- _EXERCISE DETAILS_: Lines to be reproduced exactly: the one that holds "of the green" and all those after it through the end of the data. Include no others.
___ RECORDS SUPPLIED ___
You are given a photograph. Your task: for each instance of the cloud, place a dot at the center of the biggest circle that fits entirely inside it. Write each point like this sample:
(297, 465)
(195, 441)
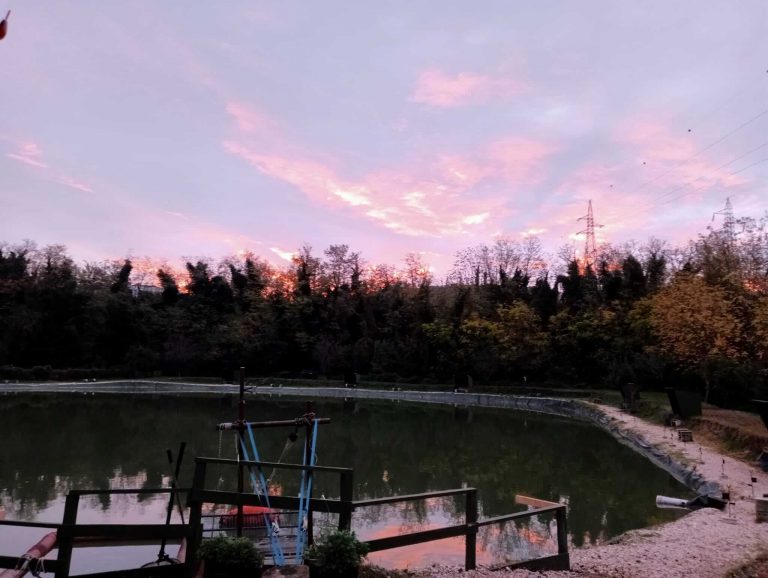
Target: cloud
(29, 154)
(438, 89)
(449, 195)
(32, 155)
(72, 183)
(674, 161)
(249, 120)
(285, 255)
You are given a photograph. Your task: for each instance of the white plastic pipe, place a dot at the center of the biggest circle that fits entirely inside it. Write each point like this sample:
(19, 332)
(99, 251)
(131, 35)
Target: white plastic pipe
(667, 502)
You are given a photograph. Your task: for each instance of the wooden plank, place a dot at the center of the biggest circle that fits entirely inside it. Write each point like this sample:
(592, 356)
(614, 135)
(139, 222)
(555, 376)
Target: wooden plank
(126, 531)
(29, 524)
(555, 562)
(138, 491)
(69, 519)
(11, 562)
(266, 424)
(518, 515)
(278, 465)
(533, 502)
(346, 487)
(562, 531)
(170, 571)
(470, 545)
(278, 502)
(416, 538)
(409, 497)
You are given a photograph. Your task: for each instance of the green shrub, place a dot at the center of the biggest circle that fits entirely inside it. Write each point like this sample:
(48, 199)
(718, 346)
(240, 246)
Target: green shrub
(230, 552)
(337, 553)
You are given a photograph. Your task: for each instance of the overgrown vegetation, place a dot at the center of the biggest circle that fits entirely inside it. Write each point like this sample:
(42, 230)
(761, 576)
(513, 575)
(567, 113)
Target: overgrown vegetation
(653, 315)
___
- _TASK RESULT_:
You are given a photograph. Your task: for each instance of the green shrub, place a dot at the center of the biggest circle that fits entirely inside it. Write each point like this sample:
(48, 199)
(718, 346)
(240, 246)
Target: green shrub
(230, 552)
(337, 553)
You are given a photograph. Your task: for each instance of the overgrown vegetation, place a dot at the center of the biggest circle that fits entirely inside it. Write each point like this sample:
(42, 230)
(761, 576)
(513, 575)
(567, 113)
Target: overgrown vegetation
(653, 315)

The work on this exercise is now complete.